**WORK TASK**: Lines before the one containing "Target: white pickup truck" are left out; that line and every line after it, through the end of the records, are to be reproduced exactly.

**DATA PROVIDED**:
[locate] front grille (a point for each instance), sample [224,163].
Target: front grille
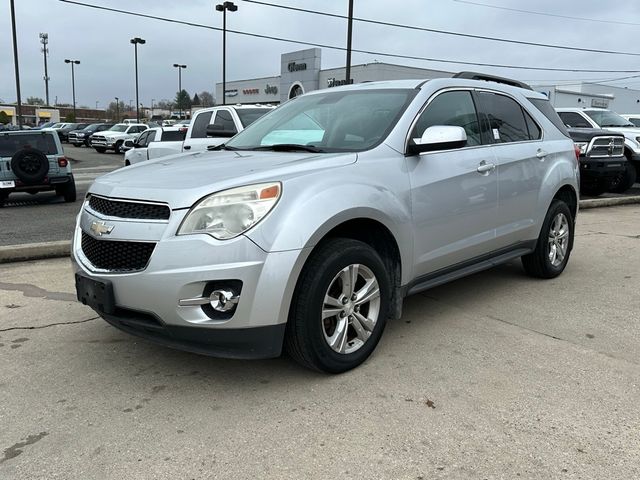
[117,256]
[122,209]
[603,147]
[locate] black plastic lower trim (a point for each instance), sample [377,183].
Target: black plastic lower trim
[469,267]
[240,343]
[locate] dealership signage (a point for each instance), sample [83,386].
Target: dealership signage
[332,82]
[296,67]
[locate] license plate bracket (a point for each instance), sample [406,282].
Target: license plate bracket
[97,294]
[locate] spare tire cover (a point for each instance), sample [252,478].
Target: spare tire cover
[30,165]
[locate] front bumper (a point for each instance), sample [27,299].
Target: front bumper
[146,303]
[598,169]
[49,183]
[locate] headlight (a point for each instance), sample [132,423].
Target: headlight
[229,213]
[582,146]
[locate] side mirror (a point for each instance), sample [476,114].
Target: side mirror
[212,131]
[439,137]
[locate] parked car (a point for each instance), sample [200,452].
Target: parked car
[63,132]
[113,138]
[33,161]
[608,120]
[632,117]
[81,137]
[602,162]
[308,228]
[153,143]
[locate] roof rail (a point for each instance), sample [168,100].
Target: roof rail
[492,78]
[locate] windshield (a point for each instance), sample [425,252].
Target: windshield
[349,120]
[250,115]
[605,118]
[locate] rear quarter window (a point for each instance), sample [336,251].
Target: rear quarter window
[544,107]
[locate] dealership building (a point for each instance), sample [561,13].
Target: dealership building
[302,72]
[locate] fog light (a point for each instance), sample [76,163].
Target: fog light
[223,300]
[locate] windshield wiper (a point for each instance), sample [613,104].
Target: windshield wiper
[222,146]
[289,147]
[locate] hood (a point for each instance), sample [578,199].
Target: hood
[586,134]
[180,180]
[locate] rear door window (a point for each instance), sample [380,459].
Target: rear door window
[574,120]
[10,144]
[506,118]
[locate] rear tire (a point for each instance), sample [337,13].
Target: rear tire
[554,244]
[335,322]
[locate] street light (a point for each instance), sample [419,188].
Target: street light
[223,7]
[136,41]
[179,67]
[44,40]
[73,84]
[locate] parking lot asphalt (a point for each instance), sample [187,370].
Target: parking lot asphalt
[494,376]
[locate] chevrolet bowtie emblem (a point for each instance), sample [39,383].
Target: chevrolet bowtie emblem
[101,228]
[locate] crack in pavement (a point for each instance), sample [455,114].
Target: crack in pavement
[32,291]
[38,327]
[16,449]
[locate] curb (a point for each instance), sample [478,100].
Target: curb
[38,251]
[609,202]
[34,251]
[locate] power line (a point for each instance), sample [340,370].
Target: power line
[546,14]
[333,47]
[445,32]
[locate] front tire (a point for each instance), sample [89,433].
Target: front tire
[340,307]
[554,244]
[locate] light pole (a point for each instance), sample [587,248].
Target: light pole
[44,40]
[223,7]
[73,84]
[15,61]
[349,30]
[136,41]
[179,67]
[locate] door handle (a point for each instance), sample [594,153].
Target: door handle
[485,167]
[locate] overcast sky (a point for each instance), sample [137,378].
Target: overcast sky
[100,40]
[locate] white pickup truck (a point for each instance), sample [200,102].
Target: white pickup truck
[209,127]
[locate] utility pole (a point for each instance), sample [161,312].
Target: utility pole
[15,61]
[349,31]
[136,41]
[223,7]
[73,85]
[44,40]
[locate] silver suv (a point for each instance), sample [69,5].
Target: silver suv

**RESULT**:
Target: white pickup truck
[209,127]
[locate] utility pole (a point for each instance), sample [161,312].
Target: utility pole
[15,61]
[349,31]
[136,41]
[223,7]
[73,85]
[44,40]
[locate] silver suv (a point for each instance), sample [69,5].
Target: silver suv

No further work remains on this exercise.